● **PROBLEM DETAILS**
Please rewrite the listing below as a two-column CSV headed text and points. Give one row for each "Return one point per instance of" line, with that line's wording under text and every coordinate beneath it under points, each in a single quoted field with line breaks turned into spaces, and leave the pictures out.

— START OF SUPPLIED MATERIAL —

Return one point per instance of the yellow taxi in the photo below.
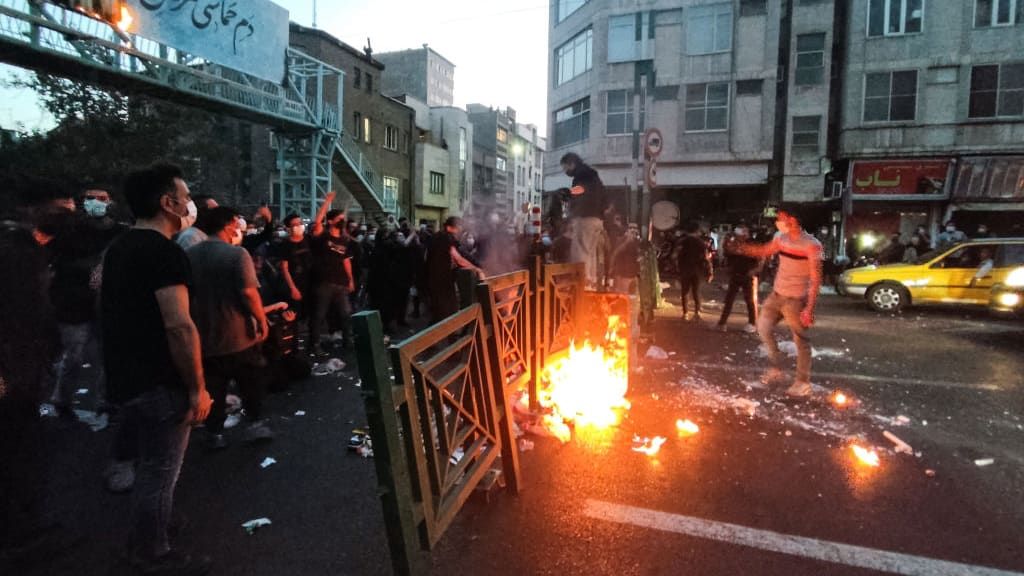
(964, 274)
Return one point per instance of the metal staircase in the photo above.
(49, 39)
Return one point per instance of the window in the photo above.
(810, 58)
(709, 29)
(753, 7)
(436, 182)
(996, 90)
(573, 57)
(390, 199)
(620, 113)
(626, 36)
(997, 12)
(572, 123)
(891, 96)
(707, 107)
(566, 7)
(391, 137)
(805, 133)
(891, 17)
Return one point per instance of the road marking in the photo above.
(823, 550)
(858, 377)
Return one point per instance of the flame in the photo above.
(867, 457)
(686, 427)
(649, 446)
(125, 19)
(588, 385)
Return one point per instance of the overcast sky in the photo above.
(499, 47)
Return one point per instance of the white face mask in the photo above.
(94, 208)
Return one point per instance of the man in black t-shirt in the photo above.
(333, 280)
(442, 257)
(152, 355)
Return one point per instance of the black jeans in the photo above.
(246, 368)
(690, 284)
(736, 283)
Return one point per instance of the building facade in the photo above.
(379, 126)
(422, 73)
(443, 173)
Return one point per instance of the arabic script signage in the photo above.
(899, 177)
(250, 36)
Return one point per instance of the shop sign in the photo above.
(883, 179)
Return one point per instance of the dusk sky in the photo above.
(499, 48)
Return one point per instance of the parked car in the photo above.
(945, 276)
(1008, 297)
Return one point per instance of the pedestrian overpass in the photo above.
(306, 120)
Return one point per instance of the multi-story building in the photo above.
(421, 73)
(377, 127)
(443, 174)
(492, 144)
(933, 114)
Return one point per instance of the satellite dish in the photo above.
(665, 215)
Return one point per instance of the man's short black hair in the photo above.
(570, 157)
(213, 220)
(144, 188)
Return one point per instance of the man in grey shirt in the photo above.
(228, 313)
(795, 293)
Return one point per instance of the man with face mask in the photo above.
(228, 314)
(153, 359)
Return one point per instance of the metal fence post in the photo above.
(393, 481)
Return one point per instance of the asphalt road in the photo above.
(766, 487)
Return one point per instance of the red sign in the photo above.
(899, 177)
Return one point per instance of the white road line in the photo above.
(857, 377)
(823, 550)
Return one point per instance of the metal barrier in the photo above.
(438, 403)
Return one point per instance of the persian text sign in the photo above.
(898, 177)
(250, 36)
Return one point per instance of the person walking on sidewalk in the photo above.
(795, 293)
(694, 268)
(742, 276)
(152, 355)
(228, 314)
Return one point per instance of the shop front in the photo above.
(893, 197)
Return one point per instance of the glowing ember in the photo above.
(650, 446)
(686, 427)
(125, 21)
(588, 385)
(867, 457)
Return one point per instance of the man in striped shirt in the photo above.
(795, 293)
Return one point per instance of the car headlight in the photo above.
(1016, 278)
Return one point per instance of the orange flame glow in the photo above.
(686, 427)
(588, 385)
(866, 457)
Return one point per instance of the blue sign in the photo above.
(250, 36)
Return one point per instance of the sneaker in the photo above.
(173, 563)
(258, 432)
(771, 376)
(799, 389)
(120, 477)
(217, 442)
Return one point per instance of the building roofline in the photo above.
(337, 42)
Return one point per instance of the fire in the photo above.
(686, 427)
(588, 385)
(867, 457)
(649, 446)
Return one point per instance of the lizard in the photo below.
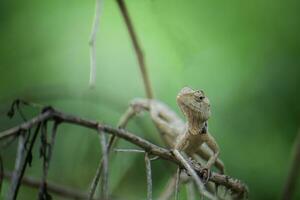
(177, 134)
(187, 137)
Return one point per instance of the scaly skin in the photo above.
(188, 137)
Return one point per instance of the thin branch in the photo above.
(47, 155)
(234, 185)
(92, 42)
(191, 191)
(102, 168)
(95, 181)
(137, 48)
(293, 174)
(104, 188)
(16, 182)
(177, 183)
(56, 189)
(149, 176)
(191, 171)
(129, 150)
(20, 158)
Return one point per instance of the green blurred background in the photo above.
(243, 54)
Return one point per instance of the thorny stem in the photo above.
(137, 48)
(52, 114)
(149, 176)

— END OF SUPPLIED MATERIAL —

● **OUTPUT OF THE TASK**
text,points
"Return one point per instance of the yellow taxi in the photo below.","(964, 274)"
"Return one point per instance of the metal staircase in the photo above.","(49, 39)"
"Return one point per instance of the window in the photo above.","(810, 58) (709, 29) (753, 7) (436, 182) (996, 90) (573, 57) (390, 199) (620, 113) (626, 36) (997, 12) (572, 123) (891, 96) (707, 107) (566, 7) (391, 137) (805, 133) (891, 17)"
"Return one point per instance of the road marking in the photo above.","(823, 550) (858, 377)"
"Return one point per instance of the flame in the photo above.","(867, 457) (686, 427) (649, 446) (125, 19) (588, 385)"
"Return one point per instance of the overcast sky in the photo above.","(499, 47)"
"Return one point per instance of the white face mask in the photo above.","(94, 208)"
"Return one point per instance of the man in black t-shirt in the photo above.","(333, 280) (442, 257) (152, 355)"
"Return one point per instance of the black jeans in the photo above.","(246, 368) (690, 284) (736, 283)"
"Return one point per instance of the building facade in the photo above.","(379, 126) (422, 73) (443, 173)"
"Return one point per instance of the arabic script signage in the photo above.","(899, 177) (250, 36)"
"Return one point per instance of the shop sign in the photo above.","(883, 179)"
"Return one point per instance of the dusk sky in the photo above.","(499, 48)"
"Return one point per instance of the parked car in the photo above.","(945, 276) (1008, 297)"
"Return one point per instance of the pedestrian overpass in the photo above.","(306, 120)"
"Return one point per instance of the multi-story building in the photo above.","(421, 73) (377, 127) (443, 174) (492, 144) (933, 114)"
"Return one point per instance of the satellite dish in the photo above.","(665, 215)"
"Return one point per instance of the man's short black hair in the photo above.","(570, 157) (213, 220) (144, 188)"
"Return one point per instance of the man in grey shirt in the photo above.","(228, 313) (795, 293)"
"Return one point per instance of the man with face mask in the photo above.","(228, 314) (153, 359)"
"Return one point per instance of the metal fence post in the photo above.","(393, 481)"
"Return one point per instance of the asphalt road in the photo above.","(766, 487)"
"Return one point per instance of the red sign in the photo above.","(899, 177)"
"Return one point per instance of the white road line in the photo above.","(857, 377) (823, 550)"
"Return one point per instance of the metal barrier in the photo above.","(438, 403)"
"Return one point per instance of the persian text sign in the photo above.","(898, 177) (250, 36)"
"Return one point per instance of the person walking on sidewalk in the photo above.","(795, 293) (694, 268) (742, 276) (152, 355) (228, 314)"
"Return one point per instance of the shop front in the photo above.","(893, 197)"
"Return one point per instance of the glowing ember in the photo above.","(650, 446) (686, 427) (125, 21) (588, 385) (867, 457)"
"Return one point per instance of the man in striped shirt in the photo above.","(795, 293)"
"Return one point per instance of the car headlight in the photo above.","(1016, 278)"
"Return one point per instance of the orange flame glow in the photo above.","(686, 427) (588, 385) (866, 457)"
"Return one point per instance of the blue sign in the photo above.","(250, 36)"
"Return one point per instance of the sneaker in the photo above.","(173, 563) (258, 432) (771, 376) (799, 389) (120, 477) (217, 442)"
"Return one point per instance of the building roofline in the photo above.","(337, 42)"
"Return one point per instance of the fire in the photo above.","(686, 427) (588, 385) (867, 457) (649, 446)"
"Return one point per instance of the lizard in the photo below.","(177, 134) (187, 137)"
"Return one point per instance of the scaly skin in the photo above.","(188, 137)"
"Return one point per instance of the thin branch in the photo above.","(47, 155) (234, 185) (92, 42) (191, 191) (102, 168) (95, 181) (137, 48) (293, 174) (104, 188) (16, 182) (177, 183) (56, 189) (149, 176) (191, 171) (129, 150) (20, 158)"
"Return one point per instance of the green blurred background in the photo above.","(243, 54)"
"Return one point per instance of the thorny stem in the photo above.","(137, 48) (52, 114) (149, 176)"